Tugas:
Jawablah pertanyaan berikut berdasarkan teks bacaan tentang tradisi menidurkan bayi pada suku Mandar.
1. Apa yang dikandung nyanyian ibu bagi si buah hati?
2. Apa nama lagu untuk menidurkan bayi dalam bahasa Mandar?
3. Apa yang belakangan dipasang pada ujung pengikat sarung untuk menciptakan gerakan berayun?

OPINI

Sabtu, 08 Agustus 2015 | 13:51

Mulya Sarmono

Tak ada yang lebih indah dari nyanyian seorang ibu demi menidurkan bayi kecilnya. Barangkali hal itu tak berlebihan, karena tak bisa disangkal, nyanyian ibu mengandung cinta yang sangat besar bagi si buah hati.

Tradisi menidurkan dengan nyanyian yang kerap disebut Nina Bobo, cukup beragam di Indonesia. Termasuk dalam tradisi suku Mandar, suku yang mendiami Sulawesi Barat. Lagu untuk menindurkan bayi, atau dalam bahasa Mandarnya bernama peondo, biasanya dilantunkan kala membaringkan bayi di dalam sarung, yang ujungnya digantung di kayu penyangga kolong rumah panggung. Yang belakangan ujung pengikatnya dipasangi per besi, untuk menciptakan gerakan berayun.

Data Sumber:
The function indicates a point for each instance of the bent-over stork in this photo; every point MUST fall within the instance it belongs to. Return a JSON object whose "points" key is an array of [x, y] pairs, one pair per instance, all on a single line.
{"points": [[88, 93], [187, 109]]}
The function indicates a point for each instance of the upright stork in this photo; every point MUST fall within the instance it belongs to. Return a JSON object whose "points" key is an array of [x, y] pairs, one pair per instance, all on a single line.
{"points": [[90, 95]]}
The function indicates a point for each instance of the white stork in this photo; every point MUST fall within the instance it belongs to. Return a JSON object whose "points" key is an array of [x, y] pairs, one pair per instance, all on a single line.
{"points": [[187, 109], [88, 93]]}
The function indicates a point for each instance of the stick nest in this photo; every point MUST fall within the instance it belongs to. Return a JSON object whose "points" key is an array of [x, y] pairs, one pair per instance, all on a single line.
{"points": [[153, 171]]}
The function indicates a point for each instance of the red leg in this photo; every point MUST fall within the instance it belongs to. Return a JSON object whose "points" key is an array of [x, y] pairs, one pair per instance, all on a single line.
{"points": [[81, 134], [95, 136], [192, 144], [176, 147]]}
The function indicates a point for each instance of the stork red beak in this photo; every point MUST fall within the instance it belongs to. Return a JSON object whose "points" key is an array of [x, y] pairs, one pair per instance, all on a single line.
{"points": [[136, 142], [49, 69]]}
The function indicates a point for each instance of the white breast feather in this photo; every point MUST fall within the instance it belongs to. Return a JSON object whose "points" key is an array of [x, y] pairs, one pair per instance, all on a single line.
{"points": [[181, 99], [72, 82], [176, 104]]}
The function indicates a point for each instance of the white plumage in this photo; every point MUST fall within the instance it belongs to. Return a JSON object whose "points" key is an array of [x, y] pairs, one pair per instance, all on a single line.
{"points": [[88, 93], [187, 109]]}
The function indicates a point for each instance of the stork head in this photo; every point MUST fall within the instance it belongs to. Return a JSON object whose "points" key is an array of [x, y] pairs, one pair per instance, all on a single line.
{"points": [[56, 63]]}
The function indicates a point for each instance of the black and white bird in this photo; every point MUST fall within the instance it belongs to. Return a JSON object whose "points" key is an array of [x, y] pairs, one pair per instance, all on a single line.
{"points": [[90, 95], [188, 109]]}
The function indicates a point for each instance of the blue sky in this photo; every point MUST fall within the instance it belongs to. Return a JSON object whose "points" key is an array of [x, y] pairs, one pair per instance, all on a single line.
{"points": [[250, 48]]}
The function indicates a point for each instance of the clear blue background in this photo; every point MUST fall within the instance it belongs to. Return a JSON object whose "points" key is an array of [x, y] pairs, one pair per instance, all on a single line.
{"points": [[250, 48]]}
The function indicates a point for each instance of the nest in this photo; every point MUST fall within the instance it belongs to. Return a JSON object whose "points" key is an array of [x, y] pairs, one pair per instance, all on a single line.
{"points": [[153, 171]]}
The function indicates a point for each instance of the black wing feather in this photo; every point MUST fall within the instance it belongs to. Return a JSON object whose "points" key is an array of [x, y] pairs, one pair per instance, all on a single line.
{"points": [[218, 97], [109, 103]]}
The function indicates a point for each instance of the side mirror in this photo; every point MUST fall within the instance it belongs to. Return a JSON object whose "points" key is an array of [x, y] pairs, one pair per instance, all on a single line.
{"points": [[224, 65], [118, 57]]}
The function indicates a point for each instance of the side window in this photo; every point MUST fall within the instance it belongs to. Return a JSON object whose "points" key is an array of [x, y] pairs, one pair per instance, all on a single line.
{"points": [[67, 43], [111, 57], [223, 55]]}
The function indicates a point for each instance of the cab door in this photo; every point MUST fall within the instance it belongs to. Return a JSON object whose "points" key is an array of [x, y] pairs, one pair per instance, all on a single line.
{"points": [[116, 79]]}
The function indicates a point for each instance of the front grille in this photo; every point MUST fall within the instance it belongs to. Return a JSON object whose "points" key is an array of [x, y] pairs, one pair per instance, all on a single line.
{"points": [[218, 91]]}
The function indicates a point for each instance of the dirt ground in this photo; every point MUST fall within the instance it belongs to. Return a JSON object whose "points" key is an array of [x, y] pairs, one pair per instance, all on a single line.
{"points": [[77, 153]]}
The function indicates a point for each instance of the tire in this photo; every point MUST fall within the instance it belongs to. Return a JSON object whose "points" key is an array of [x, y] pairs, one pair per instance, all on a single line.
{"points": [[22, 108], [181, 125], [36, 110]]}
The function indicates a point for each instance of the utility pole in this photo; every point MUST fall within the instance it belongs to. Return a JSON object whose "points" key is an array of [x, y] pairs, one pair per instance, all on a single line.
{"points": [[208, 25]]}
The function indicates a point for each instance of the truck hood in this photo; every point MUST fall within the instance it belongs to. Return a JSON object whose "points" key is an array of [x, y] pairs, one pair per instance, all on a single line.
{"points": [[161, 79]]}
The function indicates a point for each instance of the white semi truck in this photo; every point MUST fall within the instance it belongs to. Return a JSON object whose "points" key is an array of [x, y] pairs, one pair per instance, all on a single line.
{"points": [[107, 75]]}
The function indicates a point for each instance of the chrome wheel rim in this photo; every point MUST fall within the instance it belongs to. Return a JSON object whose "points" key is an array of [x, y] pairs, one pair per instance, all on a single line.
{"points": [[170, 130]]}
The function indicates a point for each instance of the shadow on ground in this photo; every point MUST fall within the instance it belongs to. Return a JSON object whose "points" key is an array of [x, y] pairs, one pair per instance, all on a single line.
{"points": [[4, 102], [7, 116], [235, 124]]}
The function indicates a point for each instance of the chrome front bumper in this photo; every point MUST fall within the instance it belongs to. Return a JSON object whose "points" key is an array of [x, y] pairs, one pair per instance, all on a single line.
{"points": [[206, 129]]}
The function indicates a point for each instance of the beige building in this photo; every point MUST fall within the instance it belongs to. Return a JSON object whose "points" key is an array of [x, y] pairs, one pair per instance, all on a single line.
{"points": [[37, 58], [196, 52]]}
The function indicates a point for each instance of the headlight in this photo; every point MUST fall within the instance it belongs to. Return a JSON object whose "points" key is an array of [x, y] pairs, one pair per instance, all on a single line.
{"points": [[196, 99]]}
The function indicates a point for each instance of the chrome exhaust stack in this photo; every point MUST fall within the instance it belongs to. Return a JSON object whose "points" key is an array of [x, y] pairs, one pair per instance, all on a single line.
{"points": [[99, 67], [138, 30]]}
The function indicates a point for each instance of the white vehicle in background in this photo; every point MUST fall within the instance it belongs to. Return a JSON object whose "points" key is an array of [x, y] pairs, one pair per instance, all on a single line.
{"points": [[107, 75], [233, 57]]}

--

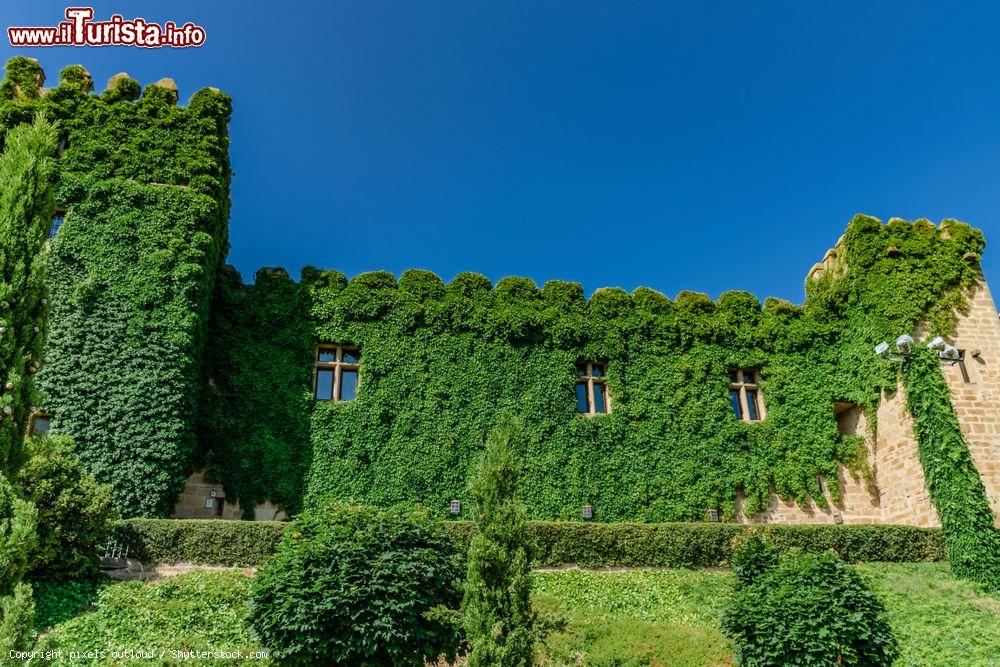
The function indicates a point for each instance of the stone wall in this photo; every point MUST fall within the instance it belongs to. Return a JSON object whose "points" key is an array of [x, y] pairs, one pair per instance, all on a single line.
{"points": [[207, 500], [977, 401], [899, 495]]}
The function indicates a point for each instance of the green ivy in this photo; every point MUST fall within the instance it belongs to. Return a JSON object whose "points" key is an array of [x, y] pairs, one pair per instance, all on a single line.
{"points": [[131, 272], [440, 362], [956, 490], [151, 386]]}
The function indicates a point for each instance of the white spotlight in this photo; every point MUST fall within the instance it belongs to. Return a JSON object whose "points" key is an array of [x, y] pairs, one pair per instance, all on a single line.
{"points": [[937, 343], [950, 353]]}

* * *

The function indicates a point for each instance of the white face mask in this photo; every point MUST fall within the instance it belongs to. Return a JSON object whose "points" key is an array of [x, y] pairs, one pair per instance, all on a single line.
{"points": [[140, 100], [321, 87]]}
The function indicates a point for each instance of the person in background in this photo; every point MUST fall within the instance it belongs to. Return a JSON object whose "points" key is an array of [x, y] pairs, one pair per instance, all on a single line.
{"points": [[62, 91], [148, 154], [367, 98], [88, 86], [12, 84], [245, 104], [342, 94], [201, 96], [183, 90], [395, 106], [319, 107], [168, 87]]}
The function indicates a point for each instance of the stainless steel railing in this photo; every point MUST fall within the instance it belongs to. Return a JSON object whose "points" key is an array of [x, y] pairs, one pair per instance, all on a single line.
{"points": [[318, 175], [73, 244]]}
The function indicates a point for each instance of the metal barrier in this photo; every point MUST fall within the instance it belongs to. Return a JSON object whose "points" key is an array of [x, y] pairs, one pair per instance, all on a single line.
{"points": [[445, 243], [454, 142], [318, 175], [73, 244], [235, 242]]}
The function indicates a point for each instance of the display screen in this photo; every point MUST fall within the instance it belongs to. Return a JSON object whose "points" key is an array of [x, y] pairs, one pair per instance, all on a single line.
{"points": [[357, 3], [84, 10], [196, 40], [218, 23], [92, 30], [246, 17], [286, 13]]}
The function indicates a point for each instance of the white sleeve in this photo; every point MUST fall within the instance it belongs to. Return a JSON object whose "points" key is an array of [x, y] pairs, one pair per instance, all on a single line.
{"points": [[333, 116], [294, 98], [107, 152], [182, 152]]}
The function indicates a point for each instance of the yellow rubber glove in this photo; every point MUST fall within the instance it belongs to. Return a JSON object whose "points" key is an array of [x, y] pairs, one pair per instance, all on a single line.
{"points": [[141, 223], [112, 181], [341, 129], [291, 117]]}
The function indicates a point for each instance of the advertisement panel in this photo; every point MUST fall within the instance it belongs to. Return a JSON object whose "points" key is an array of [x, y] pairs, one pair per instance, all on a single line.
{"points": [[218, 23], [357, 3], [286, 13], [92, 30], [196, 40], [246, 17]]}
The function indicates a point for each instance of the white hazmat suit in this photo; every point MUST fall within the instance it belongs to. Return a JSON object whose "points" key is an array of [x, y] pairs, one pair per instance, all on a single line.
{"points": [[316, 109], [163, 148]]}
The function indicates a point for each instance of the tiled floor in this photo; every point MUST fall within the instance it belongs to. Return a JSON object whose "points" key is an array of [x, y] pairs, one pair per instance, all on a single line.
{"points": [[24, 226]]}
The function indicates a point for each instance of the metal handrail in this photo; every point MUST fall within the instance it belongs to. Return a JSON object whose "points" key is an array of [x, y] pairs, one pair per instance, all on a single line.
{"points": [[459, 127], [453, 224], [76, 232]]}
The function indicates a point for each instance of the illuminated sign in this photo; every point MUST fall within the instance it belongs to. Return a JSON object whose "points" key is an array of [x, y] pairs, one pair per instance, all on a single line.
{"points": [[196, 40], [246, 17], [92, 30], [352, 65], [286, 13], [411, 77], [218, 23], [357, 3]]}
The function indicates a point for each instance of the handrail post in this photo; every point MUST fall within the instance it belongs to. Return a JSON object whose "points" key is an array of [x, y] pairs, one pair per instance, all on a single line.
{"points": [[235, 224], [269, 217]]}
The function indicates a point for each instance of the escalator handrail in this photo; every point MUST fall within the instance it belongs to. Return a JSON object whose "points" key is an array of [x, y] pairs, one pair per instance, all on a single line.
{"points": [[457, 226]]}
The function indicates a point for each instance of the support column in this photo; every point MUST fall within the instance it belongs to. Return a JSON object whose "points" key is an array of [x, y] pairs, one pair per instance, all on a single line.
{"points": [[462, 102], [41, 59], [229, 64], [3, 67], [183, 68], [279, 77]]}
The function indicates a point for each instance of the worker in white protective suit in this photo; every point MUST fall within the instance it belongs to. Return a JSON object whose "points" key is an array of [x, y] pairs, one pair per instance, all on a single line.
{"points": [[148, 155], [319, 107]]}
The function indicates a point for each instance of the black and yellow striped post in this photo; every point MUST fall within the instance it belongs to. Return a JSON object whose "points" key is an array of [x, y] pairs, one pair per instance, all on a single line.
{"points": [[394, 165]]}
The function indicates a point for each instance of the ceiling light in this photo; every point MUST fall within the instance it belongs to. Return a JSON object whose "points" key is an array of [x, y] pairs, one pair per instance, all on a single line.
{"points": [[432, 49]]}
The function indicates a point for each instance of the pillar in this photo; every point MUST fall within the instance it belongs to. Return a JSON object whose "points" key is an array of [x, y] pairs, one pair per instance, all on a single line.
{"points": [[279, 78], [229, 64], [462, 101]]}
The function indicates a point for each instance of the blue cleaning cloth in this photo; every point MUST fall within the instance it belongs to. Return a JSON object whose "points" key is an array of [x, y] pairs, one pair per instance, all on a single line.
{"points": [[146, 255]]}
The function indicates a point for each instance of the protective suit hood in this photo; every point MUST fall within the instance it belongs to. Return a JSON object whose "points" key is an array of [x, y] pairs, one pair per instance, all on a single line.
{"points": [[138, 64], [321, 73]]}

Jawaban Tugas:
1. Cinta yang sangat besar.
2. Peondo.
3. Per besi.